■ Records for this task:
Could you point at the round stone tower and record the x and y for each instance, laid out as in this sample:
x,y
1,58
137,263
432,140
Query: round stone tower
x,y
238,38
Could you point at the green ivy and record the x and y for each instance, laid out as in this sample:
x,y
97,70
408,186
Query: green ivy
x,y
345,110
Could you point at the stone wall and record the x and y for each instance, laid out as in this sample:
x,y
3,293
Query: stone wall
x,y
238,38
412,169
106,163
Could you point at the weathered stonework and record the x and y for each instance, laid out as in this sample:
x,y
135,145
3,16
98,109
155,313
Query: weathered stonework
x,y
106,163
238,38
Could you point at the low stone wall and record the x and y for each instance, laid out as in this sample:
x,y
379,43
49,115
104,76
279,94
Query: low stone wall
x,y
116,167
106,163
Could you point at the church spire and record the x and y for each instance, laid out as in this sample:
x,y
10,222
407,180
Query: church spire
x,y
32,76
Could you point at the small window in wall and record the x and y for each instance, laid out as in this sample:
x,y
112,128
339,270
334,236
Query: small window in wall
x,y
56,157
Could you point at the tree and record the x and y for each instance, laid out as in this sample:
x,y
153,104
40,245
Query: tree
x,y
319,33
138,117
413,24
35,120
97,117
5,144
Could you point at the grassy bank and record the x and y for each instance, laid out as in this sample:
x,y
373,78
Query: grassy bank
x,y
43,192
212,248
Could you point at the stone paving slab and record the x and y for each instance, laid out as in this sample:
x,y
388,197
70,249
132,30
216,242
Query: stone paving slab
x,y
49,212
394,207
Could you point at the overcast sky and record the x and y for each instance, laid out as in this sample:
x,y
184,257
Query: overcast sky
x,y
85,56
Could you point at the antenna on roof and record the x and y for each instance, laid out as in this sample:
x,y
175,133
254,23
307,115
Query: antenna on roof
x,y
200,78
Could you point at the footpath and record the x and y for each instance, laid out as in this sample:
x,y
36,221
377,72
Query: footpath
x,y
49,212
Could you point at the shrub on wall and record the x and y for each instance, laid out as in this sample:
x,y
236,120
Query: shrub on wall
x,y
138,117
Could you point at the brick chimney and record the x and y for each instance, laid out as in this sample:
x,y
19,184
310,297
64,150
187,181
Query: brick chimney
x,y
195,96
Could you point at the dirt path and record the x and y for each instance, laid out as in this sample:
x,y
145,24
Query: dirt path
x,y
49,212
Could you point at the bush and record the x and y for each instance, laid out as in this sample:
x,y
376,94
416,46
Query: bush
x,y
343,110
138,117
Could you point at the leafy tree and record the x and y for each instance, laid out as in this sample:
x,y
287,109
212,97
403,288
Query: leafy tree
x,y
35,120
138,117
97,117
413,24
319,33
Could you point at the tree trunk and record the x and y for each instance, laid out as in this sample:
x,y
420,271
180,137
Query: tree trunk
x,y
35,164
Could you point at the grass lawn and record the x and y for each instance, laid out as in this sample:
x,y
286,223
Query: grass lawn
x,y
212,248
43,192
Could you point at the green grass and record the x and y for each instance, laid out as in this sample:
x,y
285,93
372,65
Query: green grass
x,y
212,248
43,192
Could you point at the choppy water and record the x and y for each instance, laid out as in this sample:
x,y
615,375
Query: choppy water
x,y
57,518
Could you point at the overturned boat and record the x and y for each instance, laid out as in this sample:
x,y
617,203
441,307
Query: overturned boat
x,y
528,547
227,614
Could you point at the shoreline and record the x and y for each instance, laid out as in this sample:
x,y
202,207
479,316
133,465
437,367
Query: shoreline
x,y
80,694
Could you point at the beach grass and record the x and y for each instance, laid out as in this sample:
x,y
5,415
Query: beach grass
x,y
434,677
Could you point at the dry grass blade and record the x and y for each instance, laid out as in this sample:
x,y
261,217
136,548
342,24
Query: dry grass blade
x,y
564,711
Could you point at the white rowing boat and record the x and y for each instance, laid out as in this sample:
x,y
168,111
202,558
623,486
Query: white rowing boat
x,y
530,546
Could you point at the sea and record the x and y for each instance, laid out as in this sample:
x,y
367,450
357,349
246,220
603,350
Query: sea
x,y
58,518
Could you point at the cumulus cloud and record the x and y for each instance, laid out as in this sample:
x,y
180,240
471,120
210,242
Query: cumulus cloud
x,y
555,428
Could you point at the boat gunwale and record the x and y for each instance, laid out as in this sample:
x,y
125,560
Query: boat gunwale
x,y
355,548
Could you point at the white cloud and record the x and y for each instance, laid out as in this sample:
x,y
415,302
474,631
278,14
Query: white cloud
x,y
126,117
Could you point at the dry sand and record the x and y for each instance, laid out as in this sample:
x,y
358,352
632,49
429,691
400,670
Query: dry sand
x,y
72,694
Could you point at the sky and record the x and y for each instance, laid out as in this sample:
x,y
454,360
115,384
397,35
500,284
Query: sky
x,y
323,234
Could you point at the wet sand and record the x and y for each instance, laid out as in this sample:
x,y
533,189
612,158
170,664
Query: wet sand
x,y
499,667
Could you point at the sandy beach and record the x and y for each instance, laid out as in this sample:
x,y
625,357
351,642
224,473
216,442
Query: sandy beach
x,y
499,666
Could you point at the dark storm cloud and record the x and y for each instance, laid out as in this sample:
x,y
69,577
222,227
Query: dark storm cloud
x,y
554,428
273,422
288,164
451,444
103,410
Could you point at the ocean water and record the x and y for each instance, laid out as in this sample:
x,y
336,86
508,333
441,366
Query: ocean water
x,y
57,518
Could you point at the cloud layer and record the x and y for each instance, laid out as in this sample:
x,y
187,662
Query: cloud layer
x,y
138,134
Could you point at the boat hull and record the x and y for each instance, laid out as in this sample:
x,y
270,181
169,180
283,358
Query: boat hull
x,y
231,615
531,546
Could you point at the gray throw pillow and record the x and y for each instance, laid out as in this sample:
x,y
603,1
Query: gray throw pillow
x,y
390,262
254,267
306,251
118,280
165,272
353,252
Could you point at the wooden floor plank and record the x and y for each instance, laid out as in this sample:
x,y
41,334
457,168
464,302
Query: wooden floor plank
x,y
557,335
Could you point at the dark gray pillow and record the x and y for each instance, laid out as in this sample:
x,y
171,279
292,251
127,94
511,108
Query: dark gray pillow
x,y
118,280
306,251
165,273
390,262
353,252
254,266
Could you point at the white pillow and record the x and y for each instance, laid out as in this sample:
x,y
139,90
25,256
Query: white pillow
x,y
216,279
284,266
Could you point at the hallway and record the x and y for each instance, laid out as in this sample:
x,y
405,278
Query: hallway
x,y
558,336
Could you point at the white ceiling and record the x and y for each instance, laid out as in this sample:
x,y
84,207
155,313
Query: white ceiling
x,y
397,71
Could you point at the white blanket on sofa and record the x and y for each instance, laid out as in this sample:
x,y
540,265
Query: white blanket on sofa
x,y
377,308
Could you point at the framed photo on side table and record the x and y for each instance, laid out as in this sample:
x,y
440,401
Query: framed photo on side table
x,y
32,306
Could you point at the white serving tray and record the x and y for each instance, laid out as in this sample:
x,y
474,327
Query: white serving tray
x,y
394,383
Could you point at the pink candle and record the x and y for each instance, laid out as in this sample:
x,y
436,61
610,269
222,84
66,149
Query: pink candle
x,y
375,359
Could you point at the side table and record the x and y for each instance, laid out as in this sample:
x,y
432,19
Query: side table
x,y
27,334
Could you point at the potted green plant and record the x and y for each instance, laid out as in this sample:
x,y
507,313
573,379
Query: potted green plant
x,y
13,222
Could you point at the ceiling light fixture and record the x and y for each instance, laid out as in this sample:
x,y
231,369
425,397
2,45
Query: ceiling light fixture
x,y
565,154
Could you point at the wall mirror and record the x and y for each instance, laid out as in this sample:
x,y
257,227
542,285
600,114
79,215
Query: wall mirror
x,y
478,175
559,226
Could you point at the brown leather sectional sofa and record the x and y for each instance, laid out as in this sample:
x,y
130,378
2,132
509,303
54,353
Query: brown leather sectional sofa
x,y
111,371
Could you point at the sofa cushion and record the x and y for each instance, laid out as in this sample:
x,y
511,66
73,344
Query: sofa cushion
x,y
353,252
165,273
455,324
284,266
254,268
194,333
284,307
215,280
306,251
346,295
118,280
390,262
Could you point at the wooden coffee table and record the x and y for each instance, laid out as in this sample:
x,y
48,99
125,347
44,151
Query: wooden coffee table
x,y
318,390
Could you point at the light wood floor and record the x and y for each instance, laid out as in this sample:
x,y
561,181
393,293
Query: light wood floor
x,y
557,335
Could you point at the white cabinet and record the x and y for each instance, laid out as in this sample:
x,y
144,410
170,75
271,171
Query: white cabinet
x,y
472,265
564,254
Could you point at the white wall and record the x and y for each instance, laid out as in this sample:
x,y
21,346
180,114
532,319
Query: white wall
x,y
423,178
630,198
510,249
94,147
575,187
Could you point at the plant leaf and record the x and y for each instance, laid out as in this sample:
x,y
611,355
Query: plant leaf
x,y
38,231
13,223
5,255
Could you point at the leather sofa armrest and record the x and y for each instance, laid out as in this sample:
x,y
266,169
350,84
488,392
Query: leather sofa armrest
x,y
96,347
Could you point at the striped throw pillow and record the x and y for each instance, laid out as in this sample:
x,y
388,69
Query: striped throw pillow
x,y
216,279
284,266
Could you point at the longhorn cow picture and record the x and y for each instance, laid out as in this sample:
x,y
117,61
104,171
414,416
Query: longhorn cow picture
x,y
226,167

■ Your instructions:
Give back exactly the lines from the one containing "Could you point at the wooden coffee" to the end of the material, both ends included.

■ Solution to the exercise:
Could you point at the wooden coffee table and record the x and y for each instance, laid out as in this sample:
x,y
48,99
125,347
44,151
Query: wooden coffee table
x,y
318,390
Could you point at the light wood floor and record the x and y for each instance, laid out as in this sample:
x,y
561,181
393,293
Query: light wood floor
x,y
557,335
Could you point at the white cabinet and record the x and y for each instance, laid out as in this sample:
x,y
144,410
170,75
271,171
Query: white cabinet
x,y
472,265
564,254
Could you point at the white wall and record the x and y for each instance, laid out as in this sample:
x,y
21,346
180,114
532,319
Query: white wall
x,y
423,178
630,198
510,249
94,147
575,187
Could you point at the plant leaf and record the x and y for each instance, laid out as in this sample:
x,y
611,355
Query: plant leaf
x,y
38,231
13,223
5,255
Could you point at the leather sofa armrest and record the x and y for each instance, laid out as in this sample:
x,y
266,169
350,84
488,392
Query: leather sofa armrest
x,y
96,347
Could you point at the striped throw pillow and record the x and y for each instance, laid out as in this sample:
x,y
388,69
Query: striped throw pillow
x,y
216,279
284,266
Could you point at the longhorn cow picture and record the x and y for each instance, laid out as in this sample:
x,y
117,61
104,171
414,416
Query: longhorn cow picture
x,y
226,167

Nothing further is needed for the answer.